__What you are asked to do__
Return the line that contains "Rules: pick out each instance of the bathtub" plus every line after it to the end of the entries below, exactly as given, and stop there.

☆ ☆ ☆ ☆

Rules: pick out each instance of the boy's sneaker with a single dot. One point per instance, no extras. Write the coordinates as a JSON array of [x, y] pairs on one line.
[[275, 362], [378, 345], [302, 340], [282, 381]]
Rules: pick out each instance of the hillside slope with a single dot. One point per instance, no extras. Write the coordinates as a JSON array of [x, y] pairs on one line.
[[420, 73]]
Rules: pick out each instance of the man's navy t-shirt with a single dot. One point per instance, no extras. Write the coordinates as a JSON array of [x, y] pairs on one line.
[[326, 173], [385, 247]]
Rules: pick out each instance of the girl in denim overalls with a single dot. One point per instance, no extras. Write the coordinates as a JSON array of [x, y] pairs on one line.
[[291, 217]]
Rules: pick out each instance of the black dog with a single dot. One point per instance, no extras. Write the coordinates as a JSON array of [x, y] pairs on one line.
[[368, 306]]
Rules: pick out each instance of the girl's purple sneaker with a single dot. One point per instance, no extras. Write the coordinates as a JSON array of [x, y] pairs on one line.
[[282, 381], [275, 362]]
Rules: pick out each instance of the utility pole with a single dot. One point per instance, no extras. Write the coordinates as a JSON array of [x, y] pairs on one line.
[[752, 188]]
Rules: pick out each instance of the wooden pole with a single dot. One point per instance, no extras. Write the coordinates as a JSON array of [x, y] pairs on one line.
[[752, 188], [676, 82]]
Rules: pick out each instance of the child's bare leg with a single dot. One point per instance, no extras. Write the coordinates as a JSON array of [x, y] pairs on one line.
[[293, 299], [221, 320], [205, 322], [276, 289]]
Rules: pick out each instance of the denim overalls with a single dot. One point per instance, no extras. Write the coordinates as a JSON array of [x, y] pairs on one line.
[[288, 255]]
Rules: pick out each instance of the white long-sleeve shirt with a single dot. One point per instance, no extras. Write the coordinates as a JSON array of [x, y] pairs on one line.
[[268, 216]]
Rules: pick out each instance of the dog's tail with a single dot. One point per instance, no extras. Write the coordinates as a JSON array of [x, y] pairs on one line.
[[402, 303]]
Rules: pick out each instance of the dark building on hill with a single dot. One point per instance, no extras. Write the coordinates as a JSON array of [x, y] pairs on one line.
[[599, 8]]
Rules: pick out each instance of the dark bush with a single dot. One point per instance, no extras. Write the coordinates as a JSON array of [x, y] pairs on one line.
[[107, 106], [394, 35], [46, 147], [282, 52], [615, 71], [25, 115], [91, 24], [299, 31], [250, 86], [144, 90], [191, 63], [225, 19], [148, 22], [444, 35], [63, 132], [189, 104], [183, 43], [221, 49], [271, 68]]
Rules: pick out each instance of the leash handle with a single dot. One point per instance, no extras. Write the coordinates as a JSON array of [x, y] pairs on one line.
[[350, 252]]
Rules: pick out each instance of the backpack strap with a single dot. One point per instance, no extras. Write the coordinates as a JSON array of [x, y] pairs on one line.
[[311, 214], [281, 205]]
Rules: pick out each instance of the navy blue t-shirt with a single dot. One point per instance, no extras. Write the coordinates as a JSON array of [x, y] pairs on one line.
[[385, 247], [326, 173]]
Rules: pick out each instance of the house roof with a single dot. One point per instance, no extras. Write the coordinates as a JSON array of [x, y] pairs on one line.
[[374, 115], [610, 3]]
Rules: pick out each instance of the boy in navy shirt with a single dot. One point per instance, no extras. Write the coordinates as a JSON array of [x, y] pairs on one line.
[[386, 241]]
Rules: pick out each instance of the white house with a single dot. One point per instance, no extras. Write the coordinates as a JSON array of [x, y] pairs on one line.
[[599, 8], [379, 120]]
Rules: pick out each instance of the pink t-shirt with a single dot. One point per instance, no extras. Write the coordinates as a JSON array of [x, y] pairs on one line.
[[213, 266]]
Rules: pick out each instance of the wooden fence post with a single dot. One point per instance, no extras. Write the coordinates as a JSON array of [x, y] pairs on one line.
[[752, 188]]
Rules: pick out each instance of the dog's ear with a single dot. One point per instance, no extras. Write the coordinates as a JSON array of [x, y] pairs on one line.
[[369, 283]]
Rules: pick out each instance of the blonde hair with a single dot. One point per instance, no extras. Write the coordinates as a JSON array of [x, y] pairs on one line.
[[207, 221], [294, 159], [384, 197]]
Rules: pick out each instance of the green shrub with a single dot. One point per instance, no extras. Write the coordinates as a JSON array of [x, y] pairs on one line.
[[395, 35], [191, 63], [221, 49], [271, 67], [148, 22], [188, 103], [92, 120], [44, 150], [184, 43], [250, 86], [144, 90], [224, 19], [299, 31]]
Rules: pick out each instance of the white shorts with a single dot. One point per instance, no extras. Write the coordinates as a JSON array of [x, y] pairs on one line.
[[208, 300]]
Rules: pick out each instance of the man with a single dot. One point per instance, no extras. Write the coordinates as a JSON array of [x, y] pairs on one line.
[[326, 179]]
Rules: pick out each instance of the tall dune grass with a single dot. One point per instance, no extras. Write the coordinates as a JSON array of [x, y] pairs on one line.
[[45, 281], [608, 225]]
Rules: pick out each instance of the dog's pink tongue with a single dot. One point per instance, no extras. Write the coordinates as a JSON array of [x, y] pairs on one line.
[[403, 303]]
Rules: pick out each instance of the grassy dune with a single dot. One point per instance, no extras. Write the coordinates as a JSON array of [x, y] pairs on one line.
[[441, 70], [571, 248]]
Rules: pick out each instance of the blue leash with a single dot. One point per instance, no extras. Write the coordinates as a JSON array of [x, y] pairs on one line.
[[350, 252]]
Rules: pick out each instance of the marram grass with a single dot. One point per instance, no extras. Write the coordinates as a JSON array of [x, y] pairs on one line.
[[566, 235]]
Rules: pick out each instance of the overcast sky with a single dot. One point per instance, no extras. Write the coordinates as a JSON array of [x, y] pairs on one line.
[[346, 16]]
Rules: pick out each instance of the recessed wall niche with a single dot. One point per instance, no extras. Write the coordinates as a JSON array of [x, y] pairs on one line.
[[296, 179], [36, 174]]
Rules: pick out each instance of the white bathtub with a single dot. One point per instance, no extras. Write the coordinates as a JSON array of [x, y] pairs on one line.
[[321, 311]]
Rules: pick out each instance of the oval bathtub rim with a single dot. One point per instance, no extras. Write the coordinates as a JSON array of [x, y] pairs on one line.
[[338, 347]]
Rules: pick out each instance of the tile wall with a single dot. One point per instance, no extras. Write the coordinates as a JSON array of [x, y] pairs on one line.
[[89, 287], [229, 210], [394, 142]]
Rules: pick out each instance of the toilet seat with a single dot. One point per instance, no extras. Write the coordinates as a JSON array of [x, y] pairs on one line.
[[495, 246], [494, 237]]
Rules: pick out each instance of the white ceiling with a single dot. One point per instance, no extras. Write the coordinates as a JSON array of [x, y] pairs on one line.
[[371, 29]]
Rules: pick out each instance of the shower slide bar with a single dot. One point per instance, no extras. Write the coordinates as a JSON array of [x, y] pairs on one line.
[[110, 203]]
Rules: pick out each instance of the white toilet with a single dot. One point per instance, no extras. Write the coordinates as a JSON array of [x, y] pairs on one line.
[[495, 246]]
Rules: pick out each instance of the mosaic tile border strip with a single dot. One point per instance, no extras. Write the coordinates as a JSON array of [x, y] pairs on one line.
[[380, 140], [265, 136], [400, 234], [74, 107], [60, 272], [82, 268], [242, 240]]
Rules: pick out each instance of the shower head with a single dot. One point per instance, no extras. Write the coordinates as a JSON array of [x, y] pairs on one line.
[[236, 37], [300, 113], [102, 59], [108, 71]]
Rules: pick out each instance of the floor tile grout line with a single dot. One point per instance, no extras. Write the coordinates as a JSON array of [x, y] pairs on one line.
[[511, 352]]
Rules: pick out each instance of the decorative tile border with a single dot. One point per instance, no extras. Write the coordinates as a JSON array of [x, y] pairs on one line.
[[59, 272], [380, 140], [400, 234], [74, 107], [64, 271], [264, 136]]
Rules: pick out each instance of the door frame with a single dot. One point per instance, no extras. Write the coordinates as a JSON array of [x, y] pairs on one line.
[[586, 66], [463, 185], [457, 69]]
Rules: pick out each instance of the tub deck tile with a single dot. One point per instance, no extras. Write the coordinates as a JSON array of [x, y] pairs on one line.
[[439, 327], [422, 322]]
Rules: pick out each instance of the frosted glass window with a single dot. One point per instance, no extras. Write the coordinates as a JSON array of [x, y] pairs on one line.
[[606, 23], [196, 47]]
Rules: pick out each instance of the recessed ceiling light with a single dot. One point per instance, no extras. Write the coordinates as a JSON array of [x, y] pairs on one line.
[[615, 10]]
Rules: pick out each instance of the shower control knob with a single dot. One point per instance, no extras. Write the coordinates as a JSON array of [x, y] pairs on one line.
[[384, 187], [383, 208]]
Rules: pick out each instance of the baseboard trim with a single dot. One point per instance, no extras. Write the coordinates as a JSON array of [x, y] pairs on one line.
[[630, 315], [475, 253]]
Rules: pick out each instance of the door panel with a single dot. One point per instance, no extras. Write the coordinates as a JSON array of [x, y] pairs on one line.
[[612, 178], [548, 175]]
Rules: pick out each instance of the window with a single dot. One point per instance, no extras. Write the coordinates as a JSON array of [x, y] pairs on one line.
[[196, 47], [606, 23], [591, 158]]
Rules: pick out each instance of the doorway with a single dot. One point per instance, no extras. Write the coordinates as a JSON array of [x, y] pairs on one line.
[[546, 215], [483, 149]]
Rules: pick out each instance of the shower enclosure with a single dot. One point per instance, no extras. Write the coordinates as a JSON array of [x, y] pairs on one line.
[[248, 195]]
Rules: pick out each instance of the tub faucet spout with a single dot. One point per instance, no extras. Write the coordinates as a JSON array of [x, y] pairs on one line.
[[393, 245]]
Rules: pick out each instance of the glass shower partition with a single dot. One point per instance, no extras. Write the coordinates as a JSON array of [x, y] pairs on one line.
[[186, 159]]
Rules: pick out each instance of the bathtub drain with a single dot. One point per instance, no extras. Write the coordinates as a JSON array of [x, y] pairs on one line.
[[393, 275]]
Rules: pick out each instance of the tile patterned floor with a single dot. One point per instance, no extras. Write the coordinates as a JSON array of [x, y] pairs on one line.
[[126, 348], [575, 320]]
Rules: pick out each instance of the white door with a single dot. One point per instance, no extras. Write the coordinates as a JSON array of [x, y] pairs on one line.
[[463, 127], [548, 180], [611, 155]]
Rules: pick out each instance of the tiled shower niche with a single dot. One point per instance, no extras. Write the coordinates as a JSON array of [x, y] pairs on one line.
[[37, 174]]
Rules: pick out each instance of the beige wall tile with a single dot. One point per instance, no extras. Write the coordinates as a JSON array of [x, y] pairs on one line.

☆ ☆ ☆ ☆

__Written response__
Rules: pick out each instance of the bathtub drain with a single dot. One point per instance, no extras. Write the coordinates as a JSON array of [x, y] pairs on one line.
[[393, 275]]
Rules: pick out each instance of the tile patterned floor with a single dot. One point per instance, no extras. Write the coordinates as a JSON array of [x, y] pairs on one line.
[[126, 348], [575, 320]]
Rules: pick out each instance of the white door with a single dot. One point per instance, no extras. Write the coordinates as a JSON array of [x, y] pairs on one line.
[[463, 127], [548, 180], [611, 155]]
Rules: pick out each instance of the tiled shower niche with a single dot. One point per instance, no extras. Write the coordinates as a JSON array of [x, y] pairs on one line.
[[37, 174]]
Rules: pick out each instance of the beige wall tile with a single dot. One point per instance, no extras. Write the coordinates as a JSON array of [x, y] pairs on one line.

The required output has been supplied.